_WHAT YOU SHOULD DO_: Repeat the data below word for word, from its first line through the line that contains "115], [238, 121]]", with both of those lines included.

_Stored dataset items_:
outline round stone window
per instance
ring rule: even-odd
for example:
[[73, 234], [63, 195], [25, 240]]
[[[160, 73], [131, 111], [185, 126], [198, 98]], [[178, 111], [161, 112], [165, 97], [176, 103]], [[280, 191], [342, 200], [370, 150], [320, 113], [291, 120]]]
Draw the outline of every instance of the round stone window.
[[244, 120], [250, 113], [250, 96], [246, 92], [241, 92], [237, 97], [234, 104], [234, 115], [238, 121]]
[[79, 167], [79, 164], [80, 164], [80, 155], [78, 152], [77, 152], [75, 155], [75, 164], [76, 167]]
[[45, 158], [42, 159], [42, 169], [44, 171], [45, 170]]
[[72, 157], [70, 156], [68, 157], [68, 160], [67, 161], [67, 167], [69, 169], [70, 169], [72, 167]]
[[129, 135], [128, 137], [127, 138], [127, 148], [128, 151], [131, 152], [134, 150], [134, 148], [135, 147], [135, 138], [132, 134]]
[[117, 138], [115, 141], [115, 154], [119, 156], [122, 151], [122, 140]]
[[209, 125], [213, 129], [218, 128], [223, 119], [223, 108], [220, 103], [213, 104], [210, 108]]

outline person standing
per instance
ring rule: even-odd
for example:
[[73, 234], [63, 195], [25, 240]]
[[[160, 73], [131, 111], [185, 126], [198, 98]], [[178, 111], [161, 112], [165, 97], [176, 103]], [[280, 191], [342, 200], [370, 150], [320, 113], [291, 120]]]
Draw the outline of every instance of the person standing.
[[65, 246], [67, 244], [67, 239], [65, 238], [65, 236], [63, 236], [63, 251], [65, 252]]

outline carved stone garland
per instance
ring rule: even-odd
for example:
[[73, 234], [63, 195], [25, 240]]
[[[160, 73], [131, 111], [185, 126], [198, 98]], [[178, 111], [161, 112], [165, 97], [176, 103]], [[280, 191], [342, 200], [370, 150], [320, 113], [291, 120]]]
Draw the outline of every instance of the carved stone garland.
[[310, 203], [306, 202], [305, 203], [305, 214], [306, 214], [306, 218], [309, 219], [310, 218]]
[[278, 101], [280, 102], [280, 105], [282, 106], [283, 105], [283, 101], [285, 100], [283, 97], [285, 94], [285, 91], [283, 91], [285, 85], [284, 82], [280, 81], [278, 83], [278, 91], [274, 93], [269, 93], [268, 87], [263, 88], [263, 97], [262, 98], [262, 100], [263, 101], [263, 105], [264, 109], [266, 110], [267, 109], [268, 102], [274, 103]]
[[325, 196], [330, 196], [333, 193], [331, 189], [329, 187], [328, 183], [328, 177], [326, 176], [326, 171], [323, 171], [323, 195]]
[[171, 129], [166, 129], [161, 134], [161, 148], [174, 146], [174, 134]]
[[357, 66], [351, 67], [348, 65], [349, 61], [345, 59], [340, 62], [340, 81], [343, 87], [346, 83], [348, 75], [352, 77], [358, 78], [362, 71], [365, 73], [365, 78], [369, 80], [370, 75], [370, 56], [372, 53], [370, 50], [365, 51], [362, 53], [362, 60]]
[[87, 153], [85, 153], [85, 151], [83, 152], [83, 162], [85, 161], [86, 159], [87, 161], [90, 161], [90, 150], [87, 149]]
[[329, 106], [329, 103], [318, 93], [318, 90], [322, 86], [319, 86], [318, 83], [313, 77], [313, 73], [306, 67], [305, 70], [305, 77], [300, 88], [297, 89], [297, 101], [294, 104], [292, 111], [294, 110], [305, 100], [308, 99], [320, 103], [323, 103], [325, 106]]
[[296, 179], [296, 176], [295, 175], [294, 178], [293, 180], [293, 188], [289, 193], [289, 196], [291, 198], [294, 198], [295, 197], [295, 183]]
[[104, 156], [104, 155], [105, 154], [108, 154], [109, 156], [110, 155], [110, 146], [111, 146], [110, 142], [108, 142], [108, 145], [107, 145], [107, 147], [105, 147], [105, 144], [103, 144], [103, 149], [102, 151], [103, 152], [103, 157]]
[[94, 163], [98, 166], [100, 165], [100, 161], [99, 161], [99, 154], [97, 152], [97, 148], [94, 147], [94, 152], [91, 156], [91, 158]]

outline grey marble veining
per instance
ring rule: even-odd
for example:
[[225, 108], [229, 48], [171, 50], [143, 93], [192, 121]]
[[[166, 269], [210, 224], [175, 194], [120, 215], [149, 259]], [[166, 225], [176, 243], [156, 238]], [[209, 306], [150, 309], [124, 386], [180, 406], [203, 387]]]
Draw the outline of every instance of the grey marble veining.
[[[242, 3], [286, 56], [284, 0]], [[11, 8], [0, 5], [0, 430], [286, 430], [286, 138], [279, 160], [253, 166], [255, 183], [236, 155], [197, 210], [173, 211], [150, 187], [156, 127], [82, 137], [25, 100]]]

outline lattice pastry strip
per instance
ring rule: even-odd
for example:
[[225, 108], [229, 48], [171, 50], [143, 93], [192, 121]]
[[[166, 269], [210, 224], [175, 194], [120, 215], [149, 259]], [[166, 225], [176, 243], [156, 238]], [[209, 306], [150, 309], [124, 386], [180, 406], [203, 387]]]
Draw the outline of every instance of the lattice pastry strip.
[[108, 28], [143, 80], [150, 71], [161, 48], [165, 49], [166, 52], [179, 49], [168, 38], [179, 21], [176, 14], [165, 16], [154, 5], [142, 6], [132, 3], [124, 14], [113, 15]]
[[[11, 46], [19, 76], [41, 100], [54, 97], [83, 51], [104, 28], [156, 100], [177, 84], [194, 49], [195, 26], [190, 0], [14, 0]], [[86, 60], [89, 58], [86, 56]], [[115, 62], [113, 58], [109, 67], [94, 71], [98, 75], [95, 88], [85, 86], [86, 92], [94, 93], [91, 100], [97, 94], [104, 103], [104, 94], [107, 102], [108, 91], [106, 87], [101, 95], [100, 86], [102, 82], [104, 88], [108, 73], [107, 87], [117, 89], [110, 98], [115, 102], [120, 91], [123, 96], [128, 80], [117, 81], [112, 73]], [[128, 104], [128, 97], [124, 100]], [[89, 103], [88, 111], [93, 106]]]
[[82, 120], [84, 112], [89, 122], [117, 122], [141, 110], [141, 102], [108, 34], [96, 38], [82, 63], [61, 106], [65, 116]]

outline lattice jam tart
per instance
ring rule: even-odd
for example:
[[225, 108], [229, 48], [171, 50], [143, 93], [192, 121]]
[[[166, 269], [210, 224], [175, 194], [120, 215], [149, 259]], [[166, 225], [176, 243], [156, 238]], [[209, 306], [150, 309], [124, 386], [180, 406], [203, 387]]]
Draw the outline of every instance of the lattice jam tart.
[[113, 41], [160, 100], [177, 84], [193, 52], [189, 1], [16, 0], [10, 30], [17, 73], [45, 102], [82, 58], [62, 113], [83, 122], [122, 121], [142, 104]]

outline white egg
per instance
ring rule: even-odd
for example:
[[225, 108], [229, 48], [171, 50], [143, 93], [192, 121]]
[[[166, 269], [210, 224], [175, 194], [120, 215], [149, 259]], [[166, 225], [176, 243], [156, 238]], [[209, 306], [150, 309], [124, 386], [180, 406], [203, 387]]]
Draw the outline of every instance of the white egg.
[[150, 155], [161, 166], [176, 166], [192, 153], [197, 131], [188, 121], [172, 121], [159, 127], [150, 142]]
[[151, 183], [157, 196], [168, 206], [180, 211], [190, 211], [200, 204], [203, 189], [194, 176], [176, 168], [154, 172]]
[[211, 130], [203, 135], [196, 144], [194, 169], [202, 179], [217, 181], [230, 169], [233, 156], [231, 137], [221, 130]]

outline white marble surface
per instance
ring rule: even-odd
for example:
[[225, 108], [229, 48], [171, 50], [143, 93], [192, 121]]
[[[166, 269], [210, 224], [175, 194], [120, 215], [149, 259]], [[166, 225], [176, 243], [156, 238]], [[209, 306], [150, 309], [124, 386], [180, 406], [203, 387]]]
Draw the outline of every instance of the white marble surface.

_RESULT_:
outline round stone window
per instance
ring rule: even-odd
for example:
[[73, 234], [63, 195], [25, 240]]
[[[160, 73], [131, 111], [185, 126], [198, 98]], [[178, 111], [161, 112], [165, 97], [176, 103]], [[280, 191], [342, 200], [370, 150], [320, 113], [291, 120]]]
Draw the outline of every instance of the round stone window.
[[244, 120], [250, 113], [250, 96], [246, 92], [241, 92], [237, 97], [234, 104], [234, 115], [238, 121]]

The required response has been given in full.